> **Task to carry out**: Take every line from the records below that includes the word "concrete".

> **Data for the task**:
☆ ☆ ☆ ☆ ☆ ☆ ☆

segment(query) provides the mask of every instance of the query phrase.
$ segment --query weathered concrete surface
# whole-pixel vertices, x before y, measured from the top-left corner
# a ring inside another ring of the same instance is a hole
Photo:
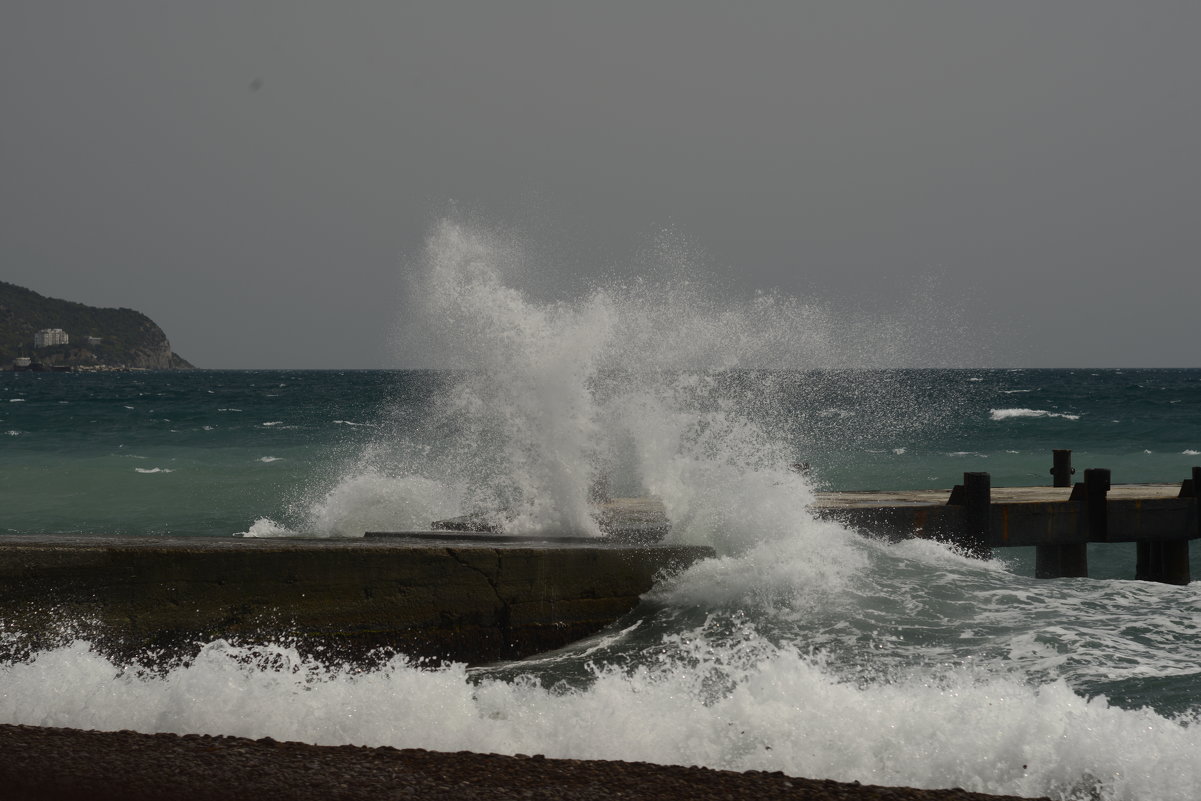
[[[403,539],[0,537],[10,652],[69,623],[127,658],[214,638],[294,638],[359,659],[385,647],[481,663],[561,647],[632,609],[697,547]]]

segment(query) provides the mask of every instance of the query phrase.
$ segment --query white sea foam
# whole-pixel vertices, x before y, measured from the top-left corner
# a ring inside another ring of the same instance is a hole
[[[11,431],[5,431],[4,433],[5,433],[7,436],[10,436],[10,437],[19,437],[19,436],[21,436],[21,432],[20,432],[20,431],[17,431],[17,430],[15,430],[15,429],[13,429],[13,430],[11,430]]]
[[[260,462],[266,462],[268,464],[270,464],[271,462],[278,462],[279,460],[280,460],[279,456],[260,456],[259,457]]]
[[[25,399],[24,398],[9,398],[8,402],[9,403],[24,403]]]
[[[174,473],[175,471],[169,467],[135,467],[135,473]]]
[[[252,537],[252,538],[253,537],[270,538],[270,537],[302,537],[305,535],[301,534],[300,532],[293,531],[292,529],[288,528],[287,526],[277,523],[269,517],[260,517],[258,520],[255,520],[253,523],[251,523],[250,528],[248,528],[246,531],[238,532],[238,533],[234,534],[234,536],[235,537]],[[326,536],[326,535],[314,534],[314,535],[310,535],[310,536]]]
[[[1183,450],[1180,453],[1184,456],[1201,456],[1201,451],[1195,451],[1192,448]]]
[[[123,671],[84,643],[0,666],[0,721],[270,736],[320,744],[782,770],[885,785],[1193,801],[1201,727],[971,669],[840,680],[820,656],[696,632],[658,664],[598,666],[580,689],[472,682],[396,659],[341,672],[218,641],[187,667]],[[987,725],[981,725],[981,721]]]
[[[1065,412],[1049,412],[1045,409],[990,409],[988,416],[992,420],[1013,420],[1020,417],[1059,417],[1064,420],[1079,420],[1078,414]]]
[[[367,531],[426,530],[458,513],[461,489],[422,476],[388,475],[364,467],[324,496],[293,510],[292,525],[261,518],[243,537],[361,537]]]
[[[266,426],[267,428],[270,428],[272,426],[283,425],[283,422],[284,422],[283,420],[272,420],[268,423],[263,423],[263,425]]]

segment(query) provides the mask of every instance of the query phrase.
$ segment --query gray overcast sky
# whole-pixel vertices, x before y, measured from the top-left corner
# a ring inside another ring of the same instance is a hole
[[[451,199],[553,282],[921,280],[976,366],[1199,366],[1201,3],[0,4],[0,278],[204,367],[406,366]],[[552,271],[553,273],[553,271]]]

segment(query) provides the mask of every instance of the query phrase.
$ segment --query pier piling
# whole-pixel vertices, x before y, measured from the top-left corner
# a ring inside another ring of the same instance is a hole
[[[992,555],[992,477],[988,473],[964,473],[963,484],[955,489],[959,491],[952,491],[947,501],[963,507],[963,528],[955,542],[972,556],[987,559]]]
[[[1191,498],[1188,528],[1194,537],[1201,535],[1201,467],[1194,467],[1192,478],[1180,484],[1180,497]],[[1164,584],[1188,584],[1192,580],[1189,569],[1189,541],[1139,540],[1135,578],[1141,581],[1159,581]]]
[[[1070,500],[1077,500],[1076,490],[1081,490],[1079,499],[1084,501],[1084,524],[1091,542],[1109,541],[1109,506],[1105,502],[1109,487],[1109,468],[1090,467],[1084,471],[1084,483],[1072,489]]]
[[[1072,486],[1072,452],[1066,449],[1051,451],[1053,487]],[[1037,545],[1034,554],[1034,575],[1037,578],[1086,578],[1088,576],[1088,544]]]

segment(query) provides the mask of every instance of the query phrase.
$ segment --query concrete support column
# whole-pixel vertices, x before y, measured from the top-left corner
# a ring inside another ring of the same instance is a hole
[[[1194,467],[1192,473],[1192,478],[1182,482],[1180,497],[1193,499],[1190,525],[1194,533],[1201,534],[1201,467]],[[1138,542],[1138,563],[1134,577],[1140,581],[1188,584],[1192,581],[1188,543],[1187,539]]]
[[[1072,452],[1053,450],[1051,458],[1051,486],[1072,486],[1072,474],[1076,472],[1072,467]],[[1035,546],[1034,575],[1036,578],[1087,578],[1088,544]]]

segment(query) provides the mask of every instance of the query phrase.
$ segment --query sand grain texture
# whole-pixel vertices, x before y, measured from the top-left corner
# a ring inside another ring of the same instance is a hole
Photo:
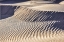
[[[0,20],[0,42],[64,42],[64,10],[38,9],[20,6],[14,16]]]

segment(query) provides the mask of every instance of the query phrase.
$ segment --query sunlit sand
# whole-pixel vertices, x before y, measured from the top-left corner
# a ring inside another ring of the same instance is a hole
[[[64,42],[63,7],[20,6],[12,17],[0,20],[0,42]]]

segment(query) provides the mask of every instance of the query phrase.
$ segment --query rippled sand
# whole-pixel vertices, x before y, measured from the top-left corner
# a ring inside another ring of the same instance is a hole
[[[0,20],[0,42],[64,42],[64,8],[48,5],[20,6],[12,17]],[[47,11],[50,6],[54,11]]]

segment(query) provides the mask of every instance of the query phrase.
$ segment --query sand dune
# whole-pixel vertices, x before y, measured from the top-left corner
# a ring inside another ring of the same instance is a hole
[[[64,42],[64,6],[48,5],[20,6],[0,20],[0,42]]]

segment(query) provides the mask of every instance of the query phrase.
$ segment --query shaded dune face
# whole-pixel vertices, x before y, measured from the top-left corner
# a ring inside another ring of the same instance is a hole
[[[55,0],[54,2],[55,3],[60,3],[61,1],[64,1],[64,0]]]
[[[13,16],[15,8],[16,7],[12,7],[12,6],[1,6],[0,20]]]
[[[0,22],[0,42],[63,42],[64,30],[53,27],[56,22],[60,23],[59,21],[20,22],[17,20],[8,20],[4,22],[5,24]]]

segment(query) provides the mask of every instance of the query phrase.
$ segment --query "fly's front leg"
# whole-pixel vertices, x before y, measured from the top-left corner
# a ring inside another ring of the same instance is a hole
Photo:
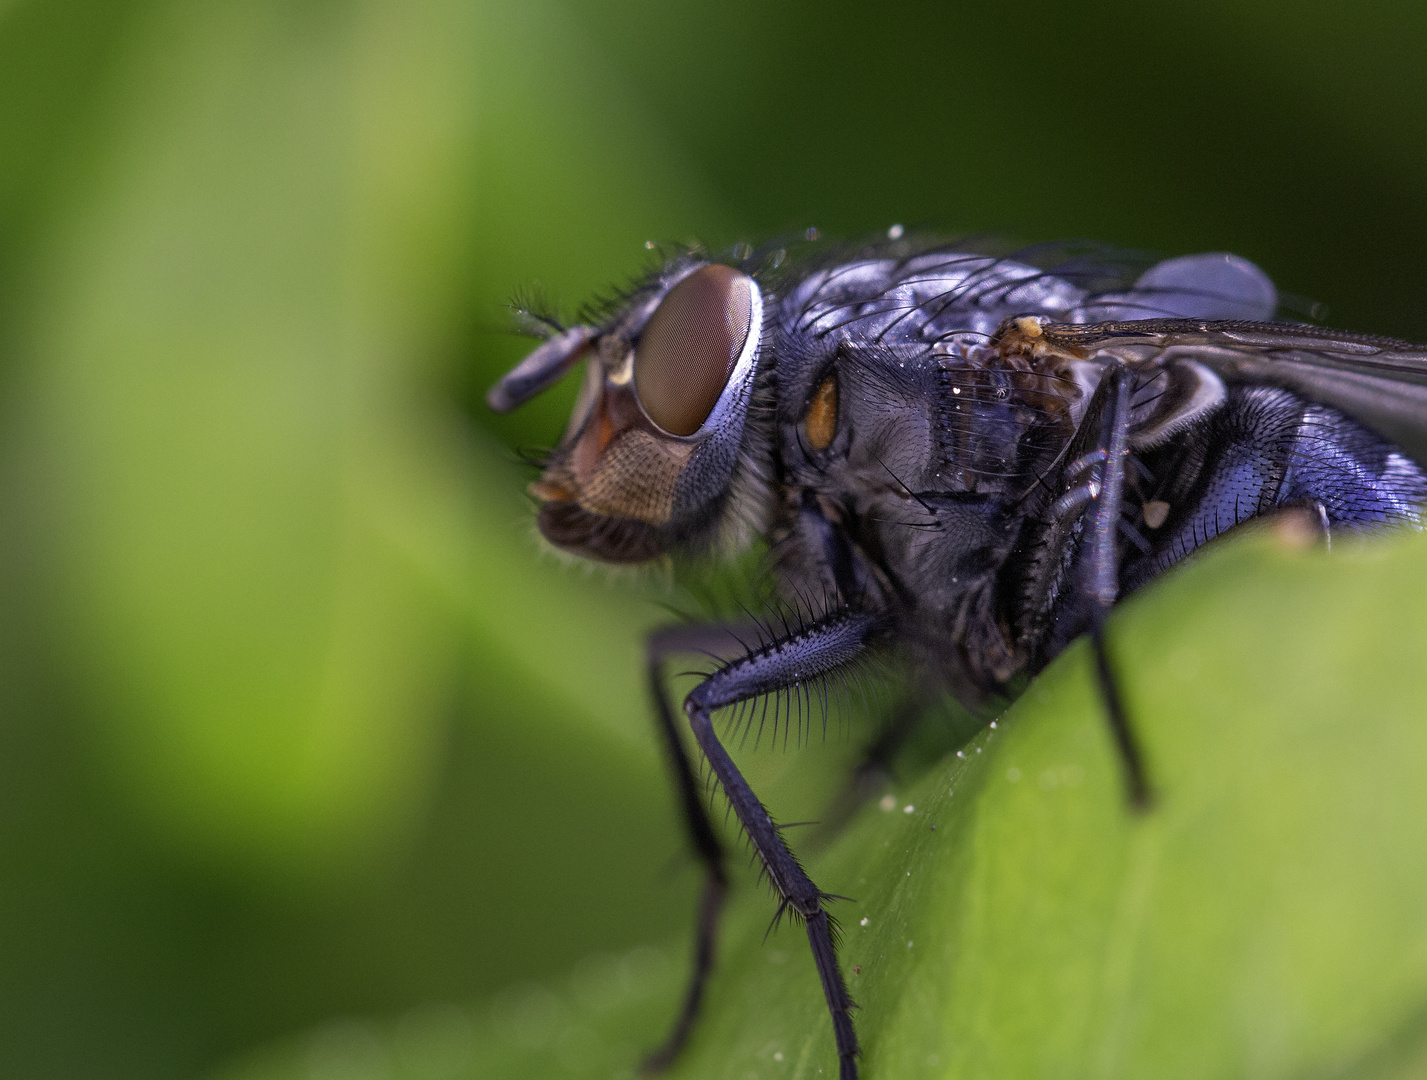
[[[856,1080],[857,1035],[852,1027],[852,998],[837,965],[834,924],[821,892],[798,865],[772,817],[754,795],[714,731],[713,714],[727,705],[816,680],[855,660],[878,630],[875,617],[847,609],[750,653],[710,675],[684,701],[694,738],[728,796],[733,812],[758,853],[777,890],[779,913],[791,909],[807,928],[808,943],[823,996],[832,1016],[841,1080]]]
[[[704,988],[708,985],[709,974],[713,971],[714,954],[718,943],[719,917],[723,913],[724,899],[728,895],[728,873],[725,870],[723,844],[709,820],[704,806],[702,785],[694,773],[689,756],[684,752],[684,744],[679,739],[679,729],[674,722],[673,710],[669,707],[669,696],[664,685],[664,662],[677,653],[703,653],[705,655],[726,656],[743,650],[733,629],[722,626],[672,626],[657,631],[650,636],[645,646],[647,674],[650,693],[654,698],[654,718],[658,727],[664,751],[669,762],[669,772],[674,780],[675,794],[679,809],[688,830],[694,852],[704,865],[704,887],[699,897],[697,921],[694,925],[694,962],[689,976],[684,1003],[668,1036],[657,1050],[644,1059],[642,1071],[645,1074],[661,1072],[673,1063],[689,1040],[703,1005]]]

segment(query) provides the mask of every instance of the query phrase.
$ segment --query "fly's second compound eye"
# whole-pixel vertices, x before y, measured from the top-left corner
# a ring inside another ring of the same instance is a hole
[[[692,435],[718,404],[753,330],[753,279],[695,270],[660,302],[634,349],[634,387],[649,419]]]

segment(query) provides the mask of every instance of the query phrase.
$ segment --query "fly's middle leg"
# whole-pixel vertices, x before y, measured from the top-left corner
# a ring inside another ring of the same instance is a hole
[[[825,844],[836,836],[863,803],[890,783],[892,761],[917,730],[927,707],[926,699],[921,696],[907,698],[897,705],[890,722],[863,751],[862,759],[828,803],[818,822],[814,844]]]

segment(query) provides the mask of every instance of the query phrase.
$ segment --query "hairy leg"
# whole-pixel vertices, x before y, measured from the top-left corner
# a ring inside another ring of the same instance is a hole
[[[694,738],[778,894],[779,914],[791,912],[807,929],[808,944],[832,1017],[840,1080],[856,1080],[858,1046],[852,1026],[852,998],[837,964],[836,927],[823,908],[832,897],[813,884],[788,850],[767,809],[719,741],[713,714],[727,705],[802,686],[843,667],[862,654],[877,630],[878,622],[873,616],[840,609],[714,672],[684,702]]]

☆ ☆ ☆ ☆ ☆ ☆ ☆

> **Task solution**:
$ segment --query weathered concrete surface
$ segment --query concrete support column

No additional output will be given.